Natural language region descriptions
*****

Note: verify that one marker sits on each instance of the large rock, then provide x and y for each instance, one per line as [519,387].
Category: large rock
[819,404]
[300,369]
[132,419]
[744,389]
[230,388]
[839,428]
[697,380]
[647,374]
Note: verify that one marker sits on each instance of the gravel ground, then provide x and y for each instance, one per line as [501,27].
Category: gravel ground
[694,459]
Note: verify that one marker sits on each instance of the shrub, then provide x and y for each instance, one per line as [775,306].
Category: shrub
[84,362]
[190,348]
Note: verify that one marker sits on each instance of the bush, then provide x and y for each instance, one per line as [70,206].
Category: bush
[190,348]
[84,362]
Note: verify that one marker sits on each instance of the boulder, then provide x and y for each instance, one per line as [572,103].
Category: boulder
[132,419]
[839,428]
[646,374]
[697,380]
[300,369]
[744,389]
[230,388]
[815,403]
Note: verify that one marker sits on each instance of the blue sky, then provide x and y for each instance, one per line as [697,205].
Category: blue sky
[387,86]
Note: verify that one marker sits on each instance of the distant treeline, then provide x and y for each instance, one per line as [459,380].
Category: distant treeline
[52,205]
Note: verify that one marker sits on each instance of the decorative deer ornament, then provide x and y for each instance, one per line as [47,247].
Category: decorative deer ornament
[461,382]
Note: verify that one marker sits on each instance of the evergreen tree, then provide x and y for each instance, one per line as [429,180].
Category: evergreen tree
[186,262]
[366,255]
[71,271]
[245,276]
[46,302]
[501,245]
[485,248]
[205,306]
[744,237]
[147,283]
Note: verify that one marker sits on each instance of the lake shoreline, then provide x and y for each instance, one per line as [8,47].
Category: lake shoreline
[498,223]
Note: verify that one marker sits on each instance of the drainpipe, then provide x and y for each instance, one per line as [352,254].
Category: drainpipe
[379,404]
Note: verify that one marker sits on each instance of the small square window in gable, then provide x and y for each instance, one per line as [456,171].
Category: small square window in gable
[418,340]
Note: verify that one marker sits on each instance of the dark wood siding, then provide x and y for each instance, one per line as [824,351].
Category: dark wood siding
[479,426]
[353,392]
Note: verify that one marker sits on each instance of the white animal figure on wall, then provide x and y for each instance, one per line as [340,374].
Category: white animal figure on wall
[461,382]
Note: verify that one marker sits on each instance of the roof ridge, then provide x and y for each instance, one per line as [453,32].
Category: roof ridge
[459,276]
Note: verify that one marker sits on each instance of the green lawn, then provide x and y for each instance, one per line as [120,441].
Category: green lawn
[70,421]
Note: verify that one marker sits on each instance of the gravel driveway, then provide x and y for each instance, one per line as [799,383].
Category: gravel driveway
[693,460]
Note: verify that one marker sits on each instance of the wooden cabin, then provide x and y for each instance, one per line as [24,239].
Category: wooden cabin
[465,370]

*****

▶ What to do: All entries shown above should be duplicated without a single difference.

▶ Output:
Note: verify that one marker sits on each instance of the large rock, then provide x and y for each instance, one per line as [519,387].
Category: large rock
[819,404]
[300,369]
[132,419]
[744,389]
[230,388]
[839,428]
[697,380]
[647,374]
Note: verify that one marker sits on each instance of the gravel ground, then provide x and y for each instance, one per line as [501,27].
Category: gravel ground
[694,459]
Note: verify that one marker sits on each instance of the shrub, then provide x and y for each instance, one per line as [775,306].
Category: shrub
[84,362]
[190,348]
Note: verify that one marker sits on each instance of the bush, then provide x and y for each instance, one per line as [70,206].
Category: bush
[190,348]
[84,362]
Note: verify that one marker sits on each instance of the boulder, then provide x and y for each instance, one per line as [572,103].
Category: boulder
[132,419]
[839,428]
[646,374]
[697,380]
[300,369]
[744,389]
[230,388]
[815,403]
Note: verify that one marker sits on each instance of the blue sky, then provide x and y for each instance, one per line as [697,205].
Category: blue sky
[387,86]
Note: verify that one marker sits on each instance of the distant treeline, then provide x and y for each instance, one per line as [459,380].
Category: distant treeline
[52,205]
Note: verify that one marker sits on each instance of the decorative deer ornament, then provide x and y for each instance, one per line as [47,247].
Category: decorative deer ornament
[461,382]
Note: verify that one marker sits on each instance of the evergreen tree, then provide x and y for each instance, one per line as [429,180].
Category: evergreen tree
[186,262]
[366,255]
[71,271]
[245,276]
[46,302]
[501,245]
[485,248]
[205,306]
[744,237]
[147,283]
Note: verify that one marker sits on each instance of the lake shoreline, then provide x and y for each instance, one per line as [8,47].
Category: lake shoreline
[498,223]
Note: verify that one marker sits on each instance of the drainpipe, then provide x and y for each instance, one per line as [352,254].
Category: drainpipe
[379,404]
Note: verify that one marker sits on each instance of the small square window in gable, then provide x and y for each instance, one per line as [456,171].
Category: small square window in gable
[418,340]
Note: verify that one marker sits on each instance of the dark wood siding, then provide x and y for each instance, one per line as [824,351].
Category: dark wood siding
[479,426]
[353,392]
Note: verify that one marker sits on each instance of the white animal figure on wall, then provide x and y for each instance, one per line as [340,374].
Category: white animal figure on wall
[461,382]
Note: verify that one marker sits on each instance of the roof ridge, then provide x and y for each instance, one per line as [453,32].
Category: roof ridge
[459,276]
Note: verify that one marker sits on each instance of the green lawn, then provide x and y for each instance, one per line as [120,441].
Category: green lawn
[70,421]
Note: verify that one marker sits on each instance of the gravel driveway, then provide x and y for each instance, one per line as [799,383].
Category: gravel driveway
[693,460]
Note: verify that one marker sits on each instance of the wooden cabin, then provide x and y for each instance, one per line as [24,239].
Category: wooden cabin
[465,370]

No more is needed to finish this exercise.